# [Yapılacak işler]
a) Okunacak metne göre şu soruları yanıtlayın:
(i) İnsan neyi ayırt etme yeteneğine sahip bir varlıktır?
(ii) İnsana dünya hayatında yüklenen asıl sorumluluk nedir?
(iii) Metindeki alıntı hangi surenin hangi ayetlerinden alınmıştır?
b) Aşağıdaki kayıtlarda "Task: indicate the ceiling light" ifadesinin geçtiği satırdan "[(240, 69)]" ifadesinin geçtiği satıra kadar her şeyi, iki uç satır da dahil, olduğu gibi yazıya geçirin.

İnsan Allah (cc)'ın yarattıkları arasında şuuru olan, doğruyu ve yanlışı ayırt etme yeteneğine sahip olan bir varlıktır. Yüce Rabbimiz'in varlığının eşsiz delillerini, Allah (cc)`ın üstün yaratma gücünü, tüm kainat üzerindeki mutlak hakimiyetini kavrayabilecek, dünya ve ahiret hayatının gerçek yüzünü anlayabilecek kapasitededir.
Sahip olduğu bu özellikler, insana beraberinde birtakım sorumluluklar da yükler. Çünkü tüm bunları aklıyla kavrayabilen bir insan, asıl kulluk etmesi gereken yegane gücün Allah (cc) olduğunu ve Yüce Rabbimiz'den başka İlah olmadığını anlar. Kendisine dünya hayatında yüklenen sorumluluğun asıl olarak Allah (cc)'a iman etmek ve Kuran ahlakını yaşamak olduğunun şuuruna varır. Herşeyin tek ve mutlak hakimi olan Yüce Allah (cc) Kuran'da şöyle buyurur:
"Gökleri ve yeri bir örnek edinmeksizin yaratandır. O'nun nasıl bir çocuğu olabilir? O'nun bir eşi yoktur. O, herşeyi yaratmıştır. O, herşeyi bilendir. İşte Rabbiniz olan Allah budur. O'ndan başka ilah yoktur. Herşeyin yaratıcısıdır, öyleyse O'na kulluk edin. O, herşeyin üstünde bir vekildir. " (Enam Suresi, 101-102)

# [Verilen bilgiler]

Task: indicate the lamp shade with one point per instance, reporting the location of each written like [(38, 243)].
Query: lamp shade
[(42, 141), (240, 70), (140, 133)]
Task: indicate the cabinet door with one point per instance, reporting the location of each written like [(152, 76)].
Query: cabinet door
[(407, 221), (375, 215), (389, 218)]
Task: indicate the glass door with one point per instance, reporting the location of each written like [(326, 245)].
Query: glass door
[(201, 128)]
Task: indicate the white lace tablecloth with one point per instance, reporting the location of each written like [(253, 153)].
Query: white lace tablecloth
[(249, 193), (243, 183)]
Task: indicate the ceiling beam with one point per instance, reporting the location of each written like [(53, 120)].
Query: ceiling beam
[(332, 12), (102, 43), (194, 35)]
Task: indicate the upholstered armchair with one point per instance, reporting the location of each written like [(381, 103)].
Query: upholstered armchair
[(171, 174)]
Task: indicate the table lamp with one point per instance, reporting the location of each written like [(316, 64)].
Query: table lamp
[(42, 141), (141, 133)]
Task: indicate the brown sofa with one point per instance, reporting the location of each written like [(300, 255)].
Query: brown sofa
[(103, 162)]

--

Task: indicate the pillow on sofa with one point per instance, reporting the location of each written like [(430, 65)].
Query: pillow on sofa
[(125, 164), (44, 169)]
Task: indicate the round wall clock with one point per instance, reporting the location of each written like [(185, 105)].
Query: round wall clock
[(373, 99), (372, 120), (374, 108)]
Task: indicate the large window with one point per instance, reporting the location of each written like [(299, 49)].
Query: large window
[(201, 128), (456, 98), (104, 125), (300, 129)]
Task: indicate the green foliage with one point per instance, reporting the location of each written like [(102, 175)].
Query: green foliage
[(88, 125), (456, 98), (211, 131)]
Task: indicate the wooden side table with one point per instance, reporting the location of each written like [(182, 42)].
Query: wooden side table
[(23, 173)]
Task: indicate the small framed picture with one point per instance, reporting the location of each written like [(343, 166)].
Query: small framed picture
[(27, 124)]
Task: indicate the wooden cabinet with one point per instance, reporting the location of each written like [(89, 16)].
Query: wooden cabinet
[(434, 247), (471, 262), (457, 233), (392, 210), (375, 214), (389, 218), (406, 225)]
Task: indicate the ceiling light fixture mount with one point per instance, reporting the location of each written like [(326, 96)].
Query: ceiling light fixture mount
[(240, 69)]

---

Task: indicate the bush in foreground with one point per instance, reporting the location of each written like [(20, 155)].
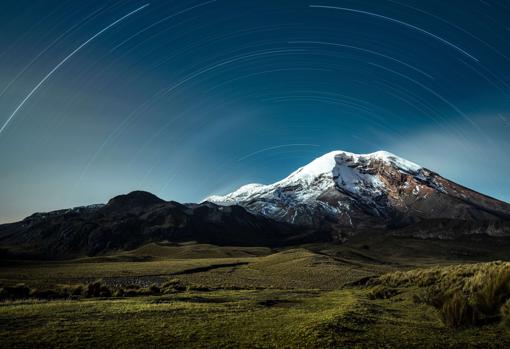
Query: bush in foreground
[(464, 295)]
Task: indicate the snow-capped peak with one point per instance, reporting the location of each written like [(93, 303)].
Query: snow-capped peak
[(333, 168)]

# [Görev görev sonuçlar]
a)
(i) Doğruyu ve yanlışı.
(ii) Allah (cc)'a iman etmek ve Kuran ahlakını yaşamak.
(iii) Enam Suresi, 101-102.

b)
Task: indicate the ceiling light fixture mount with one point per instance, reporting the location of each written like [(326, 96)].
Query: ceiling light fixture mount
[(240, 69)]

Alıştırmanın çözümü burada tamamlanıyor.